OBJECTIVE -> Leave out the pictures and repeat everything else in the records exactly.

▬▬▬▬▬▬

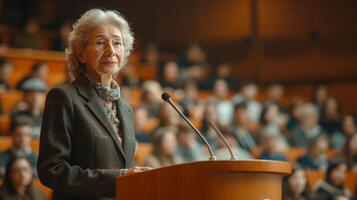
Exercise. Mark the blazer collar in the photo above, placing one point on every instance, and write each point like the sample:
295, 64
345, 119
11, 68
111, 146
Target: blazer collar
87, 91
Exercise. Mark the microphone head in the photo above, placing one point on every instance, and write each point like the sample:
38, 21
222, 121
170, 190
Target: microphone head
165, 96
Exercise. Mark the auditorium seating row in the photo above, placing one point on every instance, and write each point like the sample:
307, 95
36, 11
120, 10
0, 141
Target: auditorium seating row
145, 150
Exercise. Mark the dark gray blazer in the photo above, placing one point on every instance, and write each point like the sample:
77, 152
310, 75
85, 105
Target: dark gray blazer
80, 154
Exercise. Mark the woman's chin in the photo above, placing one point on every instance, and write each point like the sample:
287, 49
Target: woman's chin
110, 70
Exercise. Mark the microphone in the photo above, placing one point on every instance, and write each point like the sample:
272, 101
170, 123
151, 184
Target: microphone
219, 133
166, 97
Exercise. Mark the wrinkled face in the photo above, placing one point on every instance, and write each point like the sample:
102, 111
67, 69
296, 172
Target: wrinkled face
297, 182
21, 173
104, 51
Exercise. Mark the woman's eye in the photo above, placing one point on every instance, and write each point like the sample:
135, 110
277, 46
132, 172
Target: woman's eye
117, 43
100, 42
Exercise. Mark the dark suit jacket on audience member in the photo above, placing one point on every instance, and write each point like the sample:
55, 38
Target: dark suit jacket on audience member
80, 153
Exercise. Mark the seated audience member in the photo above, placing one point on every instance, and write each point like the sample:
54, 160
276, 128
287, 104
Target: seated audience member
249, 92
240, 127
275, 94
316, 156
30, 38
164, 152
17, 184
59, 43
21, 133
341, 197
330, 116
271, 148
168, 118
188, 147
151, 97
319, 96
39, 70
194, 56
140, 117
190, 103
6, 69
333, 184
209, 114
32, 104
3, 43
295, 113
295, 185
129, 77
349, 127
151, 55
222, 100
224, 71
349, 153
272, 120
308, 128
223, 153
170, 77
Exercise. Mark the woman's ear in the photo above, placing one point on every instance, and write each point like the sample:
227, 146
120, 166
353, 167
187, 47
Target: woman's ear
81, 56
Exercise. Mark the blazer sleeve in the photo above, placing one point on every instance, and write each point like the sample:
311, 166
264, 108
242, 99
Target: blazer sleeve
54, 168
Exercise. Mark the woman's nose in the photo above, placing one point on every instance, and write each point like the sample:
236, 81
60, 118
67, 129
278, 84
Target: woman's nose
110, 50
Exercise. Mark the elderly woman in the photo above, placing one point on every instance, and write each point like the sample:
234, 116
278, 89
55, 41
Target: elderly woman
87, 137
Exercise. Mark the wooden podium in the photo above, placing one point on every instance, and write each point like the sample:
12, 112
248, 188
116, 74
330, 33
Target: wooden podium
207, 180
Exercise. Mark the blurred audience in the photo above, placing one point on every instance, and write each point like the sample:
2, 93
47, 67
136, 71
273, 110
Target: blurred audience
151, 55
188, 147
164, 152
319, 96
21, 137
349, 127
221, 98
295, 185
59, 43
248, 94
6, 70
151, 97
171, 76
330, 116
18, 181
30, 37
140, 118
210, 114
34, 92
271, 147
308, 128
39, 70
275, 94
224, 71
349, 153
240, 127
223, 153
316, 155
333, 185
272, 121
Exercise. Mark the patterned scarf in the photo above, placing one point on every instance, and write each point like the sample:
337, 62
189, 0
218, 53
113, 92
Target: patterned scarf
107, 94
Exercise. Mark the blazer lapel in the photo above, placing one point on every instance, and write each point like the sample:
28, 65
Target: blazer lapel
126, 125
94, 105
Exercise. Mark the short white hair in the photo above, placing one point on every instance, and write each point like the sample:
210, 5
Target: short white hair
78, 37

▬▬▬▬▬▬

SOLUTION TO THIS TASK ->
Exercise. Mark the blazer collar in the photo above, placing one point on every instance, and write each point like the sample:
295, 64
345, 119
11, 68
111, 146
Target: blazer collar
87, 91
Exercise. Mark the microphone head in the photo above, placing one point on every instance, and write each point like the sample:
38, 21
222, 121
170, 190
Target: microphone head
165, 96
Exercise. Mark the auditorium seating row in the photo above, placing one point on every instance, and write each point like the sample:
307, 95
36, 11
120, 10
0, 141
Target: auditorium seating row
145, 150
Exercise. Mark the dark gray blazer in the photo above, placing one point on every instance, and write each point like the sample:
77, 152
310, 75
85, 105
Target: dark gray blazer
80, 154
Exercise. Mark the woman's chin in the photo above, placing one point on every instance, and write each point like the sample:
287, 49
Target: woman's chin
110, 70
Exercise. Mark the microphone in the photo above, placing one point on every instance, and write each point like the sample:
272, 101
170, 123
151, 184
Target: microphone
219, 133
166, 97
Exercise. Mark the wrinkled face in the photo above, placing one point on every instance, and write each point like the sample:
102, 111
67, 69
296, 172
Target: wrinkled face
297, 182
21, 173
104, 51
Exercise. Mark the woman's eye in the photo above, placing one point on every instance, and write each point like the sample:
135, 110
277, 46
132, 172
Target: woman's eye
117, 43
100, 42
Exercise. Mark the dark suit jacket on audience member in the photo above, placing one point on every instance, and write each point like the sample:
55, 38
Target: dark suit jacket on audience member
80, 153
Exercise. Mark the seated audience member in the photo above, placing one point on every instance, and write each point like the sample:
54, 160
276, 128
287, 104
Target: seated audience member
249, 92
240, 127
275, 94
316, 156
30, 38
164, 152
17, 184
59, 43
21, 133
341, 197
330, 116
271, 148
168, 118
188, 147
151, 97
319, 96
39, 70
194, 56
140, 117
190, 103
6, 69
333, 184
209, 114
32, 104
3, 43
295, 113
295, 185
129, 77
349, 127
151, 55
222, 100
224, 71
349, 153
272, 120
308, 128
223, 153
170, 77
Exercise. Mark the woman's ear in the photo above, placing one point on every instance, and write each point like the sample:
227, 146
120, 166
353, 167
187, 47
Target: woman's ear
81, 56
Exercise. Mark the blazer sleeve in the photo above, placing one point on every instance, and write each point like the sample:
311, 166
264, 108
242, 99
Target: blazer sleeve
54, 168
Exercise. Mark the woman's nose in the photo above, placing one point on every instance, and write each point like the sample:
236, 81
60, 118
67, 129
278, 84
Target: woman's nose
110, 50
Exercise. Mark the elderly woman in the photo above, placing one point on every instance, and write each point like the sample:
234, 116
278, 89
55, 41
Target: elderly woman
87, 137
Exercise. Mark the wooden podium in the photo above, placing one point on every instance, and write each point like the sample:
12, 112
248, 188
116, 74
330, 33
Target: wooden podium
207, 180
Exercise. Mark the blurred audience in the photo above, placing one point on every instance, and write each point like the sample:
2, 93
47, 67
136, 71
273, 110
Target: blurred audience
151, 55
188, 147
164, 152
319, 96
21, 137
349, 127
221, 98
295, 185
59, 43
248, 94
6, 70
151, 97
171, 76
330, 116
18, 181
30, 37
140, 118
210, 114
34, 92
271, 147
308, 128
39, 70
275, 94
224, 71
349, 153
240, 127
223, 153
316, 155
333, 185
272, 121
Exercise. Mark the patterned scarf in the photo above, placing one point on every instance, and write each point like the sample:
337, 62
189, 0
218, 53
113, 92
Target: patterned scarf
107, 94
Exercise. Mark the blazer lapel in the photo above, placing one point on every instance, and write each point like the sample:
28, 65
Target: blazer lapel
126, 125
94, 105
Exercise. Mark the short white hair in the photo above, placing one point on every instance, and write each point like the sample:
210, 5
Target: short white hair
78, 37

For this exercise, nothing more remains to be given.